PROBLEM TO WORK ON » Make an exact copy of all the entries, but do not reproduce the pictures.

Image location labeling entries
.....

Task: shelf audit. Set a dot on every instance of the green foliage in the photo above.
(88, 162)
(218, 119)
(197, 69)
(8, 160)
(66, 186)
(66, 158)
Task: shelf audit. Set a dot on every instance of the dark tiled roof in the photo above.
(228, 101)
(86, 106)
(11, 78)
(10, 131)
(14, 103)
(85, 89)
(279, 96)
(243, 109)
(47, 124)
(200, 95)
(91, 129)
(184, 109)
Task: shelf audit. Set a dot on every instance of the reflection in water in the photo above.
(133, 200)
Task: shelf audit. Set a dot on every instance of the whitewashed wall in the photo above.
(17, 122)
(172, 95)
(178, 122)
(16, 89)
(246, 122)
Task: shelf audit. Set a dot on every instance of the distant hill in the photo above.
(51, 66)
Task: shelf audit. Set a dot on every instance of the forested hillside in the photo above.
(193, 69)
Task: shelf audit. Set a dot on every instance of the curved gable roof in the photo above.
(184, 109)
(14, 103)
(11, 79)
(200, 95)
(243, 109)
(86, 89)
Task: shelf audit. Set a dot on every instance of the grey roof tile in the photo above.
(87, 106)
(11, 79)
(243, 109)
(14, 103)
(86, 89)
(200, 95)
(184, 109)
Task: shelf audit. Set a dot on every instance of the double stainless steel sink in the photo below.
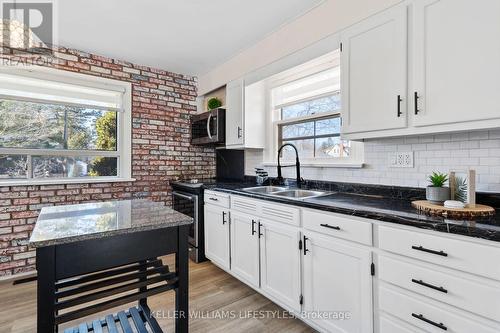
(284, 192)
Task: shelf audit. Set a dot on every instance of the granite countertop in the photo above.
(352, 200)
(71, 223)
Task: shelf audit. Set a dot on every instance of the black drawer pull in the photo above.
(428, 321)
(428, 285)
(416, 102)
(330, 226)
(399, 106)
(423, 249)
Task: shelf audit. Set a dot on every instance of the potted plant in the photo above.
(213, 103)
(437, 193)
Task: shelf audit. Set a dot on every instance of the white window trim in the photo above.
(124, 129)
(356, 160)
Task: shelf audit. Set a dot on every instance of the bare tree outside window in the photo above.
(74, 137)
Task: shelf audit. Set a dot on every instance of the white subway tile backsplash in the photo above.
(458, 151)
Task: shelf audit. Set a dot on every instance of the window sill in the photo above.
(32, 182)
(355, 165)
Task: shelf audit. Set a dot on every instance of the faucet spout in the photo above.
(297, 164)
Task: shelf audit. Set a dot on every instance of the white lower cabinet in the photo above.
(280, 262)
(245, 248)
(217, 235)
(428, 315)
(337, 282)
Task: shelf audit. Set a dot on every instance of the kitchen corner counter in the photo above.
(396, 210)
(71, 223)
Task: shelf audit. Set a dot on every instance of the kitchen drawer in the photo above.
(338, 225)
(428, 316)
(244, 205)
(463, 255)
(217, 198)
(267, 209)
(280, 213)
(480, 298)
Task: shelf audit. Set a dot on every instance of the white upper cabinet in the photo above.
(234, 113)
(374, 73)
(245, 110)
(456, 61)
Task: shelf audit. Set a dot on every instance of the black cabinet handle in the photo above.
(399, 106)
(330, 226)
(305, 245)
(423, 249)
(428, 285)
(428, 321)
(416, 102)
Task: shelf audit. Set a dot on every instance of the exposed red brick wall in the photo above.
(162, 103)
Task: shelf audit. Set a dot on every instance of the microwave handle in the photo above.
(208, 126)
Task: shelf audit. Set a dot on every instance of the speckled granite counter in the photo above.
(382, 203)
(70, 223)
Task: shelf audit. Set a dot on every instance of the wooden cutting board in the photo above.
(457, 213)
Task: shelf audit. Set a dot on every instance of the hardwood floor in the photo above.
(212, 294)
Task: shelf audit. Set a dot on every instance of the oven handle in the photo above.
(188, 197)
(208, 126)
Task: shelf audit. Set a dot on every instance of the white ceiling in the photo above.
(183, 36)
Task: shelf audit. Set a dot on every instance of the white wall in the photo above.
(478, 150)
(322, 21)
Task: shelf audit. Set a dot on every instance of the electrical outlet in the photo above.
(401, 160)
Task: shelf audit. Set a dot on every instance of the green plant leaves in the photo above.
(438, 179)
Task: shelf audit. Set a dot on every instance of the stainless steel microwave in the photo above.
(209, 128)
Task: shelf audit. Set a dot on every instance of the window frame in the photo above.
(123, 133)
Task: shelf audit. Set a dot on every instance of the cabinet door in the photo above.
(457, 66)
(337, 278)
(245, 248)
(374, 73)
(234, 113)
(217, 235)
(280, 263)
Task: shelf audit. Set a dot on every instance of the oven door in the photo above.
(187, 203)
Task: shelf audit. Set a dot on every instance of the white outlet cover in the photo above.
(401, 160)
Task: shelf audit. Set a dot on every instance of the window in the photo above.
(307, 108)
(317, 137)
(62, 128)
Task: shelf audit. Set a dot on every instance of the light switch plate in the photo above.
(401, 160)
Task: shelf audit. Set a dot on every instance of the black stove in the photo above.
(187, 198)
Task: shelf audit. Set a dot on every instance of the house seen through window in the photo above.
(307, 114)
(56, 131)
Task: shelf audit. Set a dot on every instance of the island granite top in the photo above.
(71, 223)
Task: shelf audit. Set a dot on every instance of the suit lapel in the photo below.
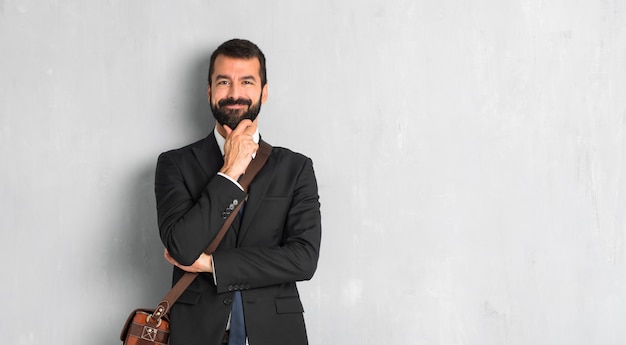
(257, 191)
(208, 155)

.....

COMPLETED TASK »
Task: shelf audit. Set a dot on every instance of the green foliage in the photo above.
(88, 162)
(218, 119)
(197, 69)
(8, 160)
(66, 186)
(66, 158)
Task: shelf audit. Set a dot on every instance of the dark tiled roof in the photo above.
(228, 101)
(86, 106)
(11, 78)
(10, 131)
(14, 103)
(85, 89)
(279, 96)
(243, 109)
(47, 124)
(200, 95)
(91, 129)
(184, 109)
Task: shelf audit. Set a dot on every instance of the reflection in water in the photo above.
(133, 200)
Task: shelf audit. Set a dot on every instance of the whitewashed wall in the photo above.
(17, 122)
(172, 95)
(178, 122)
(16, 89)
(246, 122)
Task: shelf audit. Set a dot on every instance of the distant hill in the photo above.
(51, 66)
Task: shelf audit. Set a dot on every instance of the forested hillside in the photo above.
(193, 69)
Task: shelf audit. Set a dot on every instance of the curved gable roof in the photo above.
(184, 109)
(14, 103)
(11, 79)
(200, 95)
(243, 109)
(86, 89)
Task: shelf audit. Set a dot on every instance of the grey roof tile in the photo above.
(87, 106)
(11, 79)
(243, 109)
(14, 103)
(86, 89)
(200, 95)
(184, 109)
Task: shelf audit. Set a dot on every instance of the double stainless steel sink in the photo below.
(284, 192)
Task: shelf audit. Set a dot on every instance of the granite countertop in the photo above.
(352, 200)
(71, 223)
Task: shelf audit. Set a dot on every instance of the black drawer pull in the photo above.
(428, 321)
(428, 285)
(416, 102)
(330, 226)
(399, 106)
(423, 249)
Task: shelf audit. Set a dot on every instance of the potted plant in the photo above.
(213, 103)
(437, 193)
Task: shelf audit. Set a dot on every instance of the white window trim in the photo above.
(124, 129)
(356, 160)
Task: shelf audit. Set a dot on every instance of the bare tree outside window in the photo above.
(74, 137)
Task: shelf audit. Set a dot on every instance of the white subway tile backsplash in the photo above.
(458, 151)
Task: shelf audit. Set a dot on every instance of the window sill in the photo above.
(32, 182)
(355, 165)
Task: shelf audit. Set a dot on every instance of the faucet spout in the photo above.
(297, 164)
Task: shelf audit. Set a dot on every instance of the white lower cabinet in the photo above.
(280, 262)
(245, 248)
(217, 235)
(428, 315)
(337, 282)
Task: shelf audit. Set a dot on every instance of the kitchen corner counter in the photo above.
(396, 210)
(71, 223)
Task: shelf audit. Set a dot on every instance of the kitchen drawer in the photo above.
(338, 225)
(428, 316)
(244, 205)
(463, 255)
(217, 198)
(267, 209)
(280, 213)
(480, 298)
Task: shelf audit. Set a dot on every instance of the white upper cabinet in the photo above.
(234, 113)
(374, 73)
(245, 110)
(456, 61)
Task: shelf audit. Set a dot on every instance of the black cabinet handle in the photo above.
(399, 106)
(330, 226)
(305, 245)
(423, 249)
(428, 285)
(428, 321)
(416, 102)
Task: shelf audit. Set a dot on every instance of the exposed red brick wall in the photo above.
(162, 103)
Task: shelf audit. Set a dot on every instance of the microwave handle in the photo above.
(208, 126)
Task: shelf audit. Set a dot on every instance of the speckled granite counter in the photo above.
(382, 203)
(70, 223)
Task: shelf audit. Set a dot on every instance of the wooden cutting board in the photo above.
(457, 213)
Task: shelf audit. Set a dot on every instance of the hardwood floor in the photo above.
(212, 294)
Task: shelf audit. Set a dot on every instance of the oven handle in the photo above.
(188, 197)
(208, 126)
Task: shelf audit. Set a dot on every instance of the white ceiling in the photo above.
(183, 36)
Task: shelf audit. Set a dot on every instance of the white wall in the photo above.
(478, 150)
(322, 21)
Task: shelf audit. Set a dot on every instance of the electrical outlet in the photo above.
(401, 160)
Task: shelf audit. Set a dot on every instance of the green plant leaves in the photo above.
(438, 179)
Task: shelf audit. Set a dot on every instance of the stainless steel microwave in the photo above.
(209, 128)
Task: shelf audit. Set a dot on every instance of the window frame in the photo above.
(123, 133)
Task: shelf audit. Set a dot on every instance of the cabinet door in the photo above.
(457, 66)
(337, 278)
(245, 248)
(374, 73)
(234, 113)
(217, 235)
(280, 263)
Task: shelf audit. Set a dot on every instance of the oven door in the photo above.
(187, 203)
Task: shelf audit. Set a dot on every instance of the white outlet cover in the photo above.
(401, 160)
Task: shelf audit. Set a dot on every instance of the window in the photo above.
(307, 108)
(317, 137)
(62, 128)
Task: shelf audit. Set a dot on every instance of the light switch plate in the photo above.
(401, 160)
Task: shelf audit. Set a dot on every instance of the black stove in the photo above.
(187, 198)
Task: shelf audit. Set a dot on every instance of the house seen through window in the photo above.
(307, 114)
(56, 131)
Task: shelf audit. Set a dot on every instance of the island granite top in the photo above.
(71, 223)
Task: shelf audit. Set a dot on every instance of the suit lapel in the photo below.
(257, 191)
(208, 155)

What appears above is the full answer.